* [Written problem]
Output each line of the material exactly as it stands.

-- start --

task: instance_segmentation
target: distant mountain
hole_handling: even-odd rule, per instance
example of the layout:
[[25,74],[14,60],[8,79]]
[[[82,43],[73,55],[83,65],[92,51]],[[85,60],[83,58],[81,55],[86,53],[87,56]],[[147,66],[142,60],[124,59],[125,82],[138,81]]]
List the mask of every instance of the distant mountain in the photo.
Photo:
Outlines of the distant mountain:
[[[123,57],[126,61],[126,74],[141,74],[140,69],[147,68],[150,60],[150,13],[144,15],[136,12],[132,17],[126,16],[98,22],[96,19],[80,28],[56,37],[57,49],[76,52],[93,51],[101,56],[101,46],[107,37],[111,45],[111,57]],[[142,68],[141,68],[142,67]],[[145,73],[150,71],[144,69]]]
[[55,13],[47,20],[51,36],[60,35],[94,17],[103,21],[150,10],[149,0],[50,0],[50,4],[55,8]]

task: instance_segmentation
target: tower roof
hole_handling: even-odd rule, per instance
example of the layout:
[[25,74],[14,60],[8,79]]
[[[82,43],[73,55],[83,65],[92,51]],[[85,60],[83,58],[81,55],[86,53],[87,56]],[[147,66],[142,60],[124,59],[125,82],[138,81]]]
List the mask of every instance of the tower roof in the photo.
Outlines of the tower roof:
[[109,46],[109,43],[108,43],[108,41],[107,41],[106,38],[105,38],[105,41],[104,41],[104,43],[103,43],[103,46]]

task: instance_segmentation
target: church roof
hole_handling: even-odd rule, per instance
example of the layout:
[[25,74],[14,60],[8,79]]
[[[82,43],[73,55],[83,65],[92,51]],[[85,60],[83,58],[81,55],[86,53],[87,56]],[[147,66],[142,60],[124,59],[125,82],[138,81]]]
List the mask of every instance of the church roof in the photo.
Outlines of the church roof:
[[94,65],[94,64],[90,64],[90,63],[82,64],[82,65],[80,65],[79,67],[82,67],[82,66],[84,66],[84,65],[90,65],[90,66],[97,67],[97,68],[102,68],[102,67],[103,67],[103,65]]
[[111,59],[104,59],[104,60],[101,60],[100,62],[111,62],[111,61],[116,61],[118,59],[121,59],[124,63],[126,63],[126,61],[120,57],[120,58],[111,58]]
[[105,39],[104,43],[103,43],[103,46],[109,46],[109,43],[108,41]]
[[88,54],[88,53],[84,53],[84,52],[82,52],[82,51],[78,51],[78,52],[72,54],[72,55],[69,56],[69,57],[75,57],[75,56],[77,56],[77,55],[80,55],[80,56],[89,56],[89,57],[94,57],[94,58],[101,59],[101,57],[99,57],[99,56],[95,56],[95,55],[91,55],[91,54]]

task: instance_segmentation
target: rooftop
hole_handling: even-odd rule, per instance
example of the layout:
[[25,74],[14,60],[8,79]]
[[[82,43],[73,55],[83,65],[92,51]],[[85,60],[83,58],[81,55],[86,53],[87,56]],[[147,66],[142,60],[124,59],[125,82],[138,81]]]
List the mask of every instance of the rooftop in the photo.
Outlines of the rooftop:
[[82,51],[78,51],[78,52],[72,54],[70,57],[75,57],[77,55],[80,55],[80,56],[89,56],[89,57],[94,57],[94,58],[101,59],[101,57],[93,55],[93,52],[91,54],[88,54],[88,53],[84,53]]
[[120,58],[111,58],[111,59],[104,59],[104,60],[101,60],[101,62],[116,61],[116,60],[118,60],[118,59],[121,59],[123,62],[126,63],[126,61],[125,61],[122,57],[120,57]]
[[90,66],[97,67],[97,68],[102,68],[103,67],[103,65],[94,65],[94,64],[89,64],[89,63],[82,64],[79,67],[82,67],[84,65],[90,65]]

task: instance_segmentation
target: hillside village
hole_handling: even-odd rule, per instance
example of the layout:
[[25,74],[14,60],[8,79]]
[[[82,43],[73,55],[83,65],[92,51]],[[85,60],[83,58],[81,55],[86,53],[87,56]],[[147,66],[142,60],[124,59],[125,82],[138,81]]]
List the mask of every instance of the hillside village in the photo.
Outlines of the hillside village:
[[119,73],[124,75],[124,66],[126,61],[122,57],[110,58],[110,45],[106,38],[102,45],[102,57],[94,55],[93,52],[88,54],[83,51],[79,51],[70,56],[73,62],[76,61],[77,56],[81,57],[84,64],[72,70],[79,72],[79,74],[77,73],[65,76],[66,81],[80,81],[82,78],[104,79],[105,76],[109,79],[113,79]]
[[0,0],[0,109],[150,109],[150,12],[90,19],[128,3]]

-- end --

* [Reply to the task]
task: instance_segmentation
target: distant mountain
hole_handling: even-odd rule, per instance
example of the layout:
[[25,74],[14,60],[8,79]]
[[[82,43],[73,55],[83,65],[92,51]],[[85,60],[83,58],[81,55],[86,53],[87,56]],[[147,66],[142,60],[124,59],[125,82],[138,81]]]
List the mask of every instance of the distant mountain in the photo.
Photo:
Outlines of the distant mountain:
[[[123,57],[126,61],[126,74],[141,74],[140,69],[147,68],[150,60],[150,13],[144,15],[136,12],[132,17],[126,16],[98,22],[96,19],[80,28],[56,37],[57,49],[76,52],[93,51],[101,56],[101,46],[107,37],[111,45],[111,57]],[[142,68],[141,68],[142,67]],[[145,73],[150,71],[144,69]]]
[[55,13],[47,20],[51,36],[60,35],[94,17],[103,21],[150,10],[149,0],[50,0],[50,4],[55,8]]

task: instance_segmentation
target: tower roof
hole_handling: even-odd rule, per instance
example of the layout:
[[25,74],[14,60],[8,79]]
[[[82,43],[73,55],[83,65],[92,51]],[[85,60],[83,58],[81,55],[86,53],[87,56]],[[147,66],[142,60],[124,59],[125,82],[138,81]]]
List the mask of every instance of the tower roof in the photo.
Outlines of the tower roof:
[[109,46],[109,43],[108,43],[108,41],[107,41],[106,38],[105,38],[105,41],[104,41],[104,43],[103,43],[103,46]]

task: instance_segmentation
target: church roof
hole_handling: even-odd rule, per instance
example of the layout:
[[25,74],[14,60],[8,79]]
[[[82,43],[73,55],[83,65],[92,51]],[[85,60],[83,58],[81,55],[86,53],[87,56]],[[147,66],[142,60],[124,59],[125,82],[138,81]]]
List the mask of every instance of the church roof in the photo.
Outlines of the church roof:
[[94,65],[94,64],[90,64],[90,63],[82,64],[82,65],[80,65],[79,67],[82,67],[82,66],[84,66],[84,65],[90,65],[90,66],[97,67],[97,68],[102,68],[102,67],[103,67],[103,65]]
[[111,59],[104,59],[104,60],[101,60],[100,62],[111,62],[111,61],[116,61],[118,59],[121,59],[124,63],[126,63],[126,61],[120,57],[120,58],[111,58]]
[[105,39],[104,43],[103,43],[103,46],[109,46],[109,43],[108,41]]
[[88,54],[88,53],[84,53],[84,52],[82,52],[82,51],[78,51],[78,52],[72,54],[72,55],[69,56],[69,57],[75,57],[75,56],[77,56],[77,55],[80,55],[80,56],[89,56],[89,57],[94,57],[94,58],[101,59],[101,57],[99,57],[99,56],[95,56],[95,55],[91,55],[91,54]]

task: instance_segmentation
target: rooftop
hole_handling: even-odd rule, per instance
example of the layout:
[[25,74],[14,60],[8,79]]
[[[82,43],[73,55],[83,65],[92,51]],[[85,60],[83,58],[81,55],[86,53],[87,56]],[[147,66],[142,60],[124,59],[125,82],[138,81]]]
List the mask of every instance of the rooftop in the photo.
Outlines of the rooftop:
[[82,51],[78,51],[78,52],[72,54],[70,57],[75,57],[77,55],[80,55],[80,56],[89,56],[89,57],[94,57],[94,58],[101,59],[101,57],[93,55],[93,52],[91,54],[88,54],[88,53],[84,53]]
[[120,58],[111,58],[111,59],[104,59],[104,60],[101,60],[101,62],[116,61],[116,60],[118,60],[118,59],[121,59],[123,62],[126,63],[126,61],[125,61],[122,57],[120,57]]
[[90,66],[97,67],[97,68],[102,68],[103,67],[103,65],[94,65],[94,64],[89,64],[89,63],[82,64],[79,67],[82,67],[84,65],[90,65]]

task: instance_segmentation
target: hillside village
hole_handling: even-odd rule, per instance
example of the layout:
[[25,74],[14,60],[8,79]]
[[[82,43],[73,55],[83,65],[92,51]],[[85,60],[83,58],[81,55],[86,53],[87,56]],[[147,66],[142,60],[124,59],[125,82],[138,81]]]
List the mask of every instance of the hillside village in the photo.
Outlines of the hillside village:
[[119,73],[124,75],[124,66],[126,61],[122,57],[110,58],[110,45],[106,38],[102,45],[102,57],[94,55],[93,52],[88,54],[83,51],[79,51],[70,56],[73,62],[76,61],[77,56],[81,57],[84,64],[72,70],[79,72],[79,74],[77,73],[65,76],[66,81],[80,81],[82,78],[104,79],[105,76],[109,79],[113,79]]
[[0,0],[0,109],[150,109],[150,12],[90,19],[128,3]]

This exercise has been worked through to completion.